DATASET ENTRIES —
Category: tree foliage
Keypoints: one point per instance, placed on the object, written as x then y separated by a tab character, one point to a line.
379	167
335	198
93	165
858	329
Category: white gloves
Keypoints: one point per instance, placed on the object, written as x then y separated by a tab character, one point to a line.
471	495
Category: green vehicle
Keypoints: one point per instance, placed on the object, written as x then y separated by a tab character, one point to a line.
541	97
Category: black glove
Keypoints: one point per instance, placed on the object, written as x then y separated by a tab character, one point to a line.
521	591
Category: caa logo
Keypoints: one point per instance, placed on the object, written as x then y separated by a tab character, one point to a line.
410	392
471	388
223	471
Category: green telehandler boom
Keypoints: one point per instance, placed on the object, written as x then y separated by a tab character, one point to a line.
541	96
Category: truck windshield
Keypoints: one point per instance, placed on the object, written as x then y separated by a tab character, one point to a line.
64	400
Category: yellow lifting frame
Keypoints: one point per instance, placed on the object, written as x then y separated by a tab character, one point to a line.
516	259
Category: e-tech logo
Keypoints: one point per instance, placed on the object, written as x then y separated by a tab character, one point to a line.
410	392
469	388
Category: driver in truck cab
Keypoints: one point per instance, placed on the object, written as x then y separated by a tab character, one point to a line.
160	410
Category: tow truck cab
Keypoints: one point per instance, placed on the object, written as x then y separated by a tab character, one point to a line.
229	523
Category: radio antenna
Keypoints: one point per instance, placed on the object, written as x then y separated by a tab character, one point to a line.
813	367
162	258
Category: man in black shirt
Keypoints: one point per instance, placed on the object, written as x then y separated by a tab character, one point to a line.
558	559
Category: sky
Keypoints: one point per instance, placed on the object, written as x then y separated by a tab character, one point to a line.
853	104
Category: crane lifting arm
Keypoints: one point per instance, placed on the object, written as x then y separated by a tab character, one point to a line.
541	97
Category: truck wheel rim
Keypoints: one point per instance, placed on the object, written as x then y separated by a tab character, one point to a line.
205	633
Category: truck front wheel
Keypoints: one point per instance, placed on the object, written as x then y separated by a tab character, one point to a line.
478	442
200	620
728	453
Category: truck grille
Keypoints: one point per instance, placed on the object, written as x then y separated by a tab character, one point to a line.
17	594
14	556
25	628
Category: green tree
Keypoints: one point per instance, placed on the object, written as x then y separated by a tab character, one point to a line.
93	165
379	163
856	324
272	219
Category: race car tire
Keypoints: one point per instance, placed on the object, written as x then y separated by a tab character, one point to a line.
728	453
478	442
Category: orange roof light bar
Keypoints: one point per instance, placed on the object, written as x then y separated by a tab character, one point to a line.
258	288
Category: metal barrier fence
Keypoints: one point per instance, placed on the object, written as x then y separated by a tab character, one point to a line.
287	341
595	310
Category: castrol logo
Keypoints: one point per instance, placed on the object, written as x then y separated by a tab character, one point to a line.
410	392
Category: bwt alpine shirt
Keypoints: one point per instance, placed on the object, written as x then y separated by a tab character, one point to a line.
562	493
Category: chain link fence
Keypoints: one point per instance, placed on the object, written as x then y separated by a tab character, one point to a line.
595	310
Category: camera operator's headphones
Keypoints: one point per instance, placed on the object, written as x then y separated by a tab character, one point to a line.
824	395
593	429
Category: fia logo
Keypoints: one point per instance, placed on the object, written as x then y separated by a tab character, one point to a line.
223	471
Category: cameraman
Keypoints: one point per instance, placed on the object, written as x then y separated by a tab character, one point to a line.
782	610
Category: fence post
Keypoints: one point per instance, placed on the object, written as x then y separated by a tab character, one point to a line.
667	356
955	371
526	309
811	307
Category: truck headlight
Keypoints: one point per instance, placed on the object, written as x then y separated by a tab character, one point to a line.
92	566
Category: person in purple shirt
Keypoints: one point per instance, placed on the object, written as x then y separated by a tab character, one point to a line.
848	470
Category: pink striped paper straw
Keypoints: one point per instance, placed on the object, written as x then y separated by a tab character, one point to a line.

WRITTEN TASK — Copy down the whole of the data above, matching it exactly.

ANSWER TO THE PROBLEM —
Category: tree foliage
Keypoints: one point per instance, placed on the object, written as x then y separated by a tab character, one point to a line.
379	167
335	198
93	165
858	329
Category: white gloves
Keypoints: one point per instance, placed on the object, written as x then y separated by a tab character, one point to a line.
471	495
Category: green vehicle
Keypoints: one point per instance, placed on the object, written as x then y separated by a tab character, one point to a line.
541	97
Category: black glove
Keypoints: one point per instance, placed on the object, written as x then y separated by a tab character, one point to a line.
521	591
Category: caa logo
Keypoints: one point per instance, placed on the object, written as x then y separated by a tab character, one point to a line.
410	392
471	388
223	471
Category: green telehandler boom
Keypoints: one point per instance, placed on the object, written as x then y separated by a tab character, one point to a line.
541	96
Category: truck windshield
Keypoints: one point per instance, placed on the object, written as x then y separated by a tab character, one point to a line.
64	400
Category: yellow lifting frame
Keypoints: one point per instance, placed on the object, written as x then y separated by a tab character, one point to a line.
516	259
Category: e-tech logo
Keypoints: one point per instance, placed on the object, written as x then y separated by a tab character, one point to a line.
410	392
469	388
Category: driver in truck cab
Keypoints: one point per instance, placed on the object, written as x then y separated by a tab character, one point to a line.
160	410
Category: tow truck cab
Keypoints: one point per instance, placed on the object, written as x then y separated by a tab character, one point to a line.
229	523
Category: radio antenna
Keypoints: one point per instance, placed on the object, written as x then y separated by a tab character, one point to a line.
813	367
162	258
Category: man in black shirt
Keypoints: one point per instance, placed on the object, written as x then y separated by a tab character, one point to a line.
558	559
Category: sky
Keypoints: one point per instance, placed on the object, written as x then y separated by a tab character, one point to a line.
853	104
Category: crane lifting arm
Keypoints: one point per instance, placed on the object, written as x then y separated by a tab character, one point to a line.
541	97
Category: truck wheel rim
Keypoints: one point per instance, placed on the object, written as x then y separated by a tab character, one point to a line.
205	633
Category: truck front wheel
Keypoints: one point per instance, placed on the object, written as x then y separated by a tab character, one point to a line.
478	442
200	620
728	453
Category: truck grille
Keypoints: one point per instance, placed on the object, written as x then y separated by a tab character, one point to a line.
17	594
14	556
25	628
Category: green tree
Keypoints: one point per instance, placed on the object, written as x then y separated by a tab character, one point to a line.
93	165
379	163
856	324
272	219
Category: race car tire
Keypoints: one point per instance, placed on the object, written as x then y separated by a tab character, one point to a line.
728	453
478	442
Category: orange roof light bar
Keypoints: one point per instance, placed on the object, written as x then y separated by a tab character, one point to a line.
258	288
Category: metal barrier fence
Keypoints: one point per instance, placed on the object, written as x then y separated by a tab character, one point to a line.
287	341
595	310
Category: castrol logo
Keypoints: one point per instance, placed on the object, written as x then y separated by a tab character, one point to a line.
410	392
Category: bwt alpine shirt
Keypoints: one point per instance, placed on the object, written as x then y separated by a tab character, one point to a line.
562	493
Category: chain link fence
Keypoints: one point per instance, placed on the object, written as x then y separated by a tab character, one point to a line.
595	310
Category: camera operator's headphones
Keypoints: one point per instance, placed on the object, written as x then y separated by a tab character, one point to a line.
824	395
593	429
Category: fia logo
Keypoints: one point per instance, placed on the object, written as x then y separated by a tab character, one point to a line.
223	471
Category: cameraman
Keypoints: one point per instance, placed on the object, written as x then y separated by a tab character, one point to a line.
782	610
Category: fence post
Keypoints: one point per instance, placed on the object, written as x then y separated by a tab character, one point to a line.
667	356
955	371
526	309
811	307
Category: truck headlight
Keypoints: one point per instance, placed on the object, written as x then y separated by a tab character, one point to a line.
92	566
Category: person in purple shirt
Keypoints: one point per instance, placed on the object, written as x then y separated by a tab character, one point to a line.
848	470
Category: pink striped paper straw
Keypoints: one point per instance, placed on the object, written as x then y separated by a tab character, one point to a line.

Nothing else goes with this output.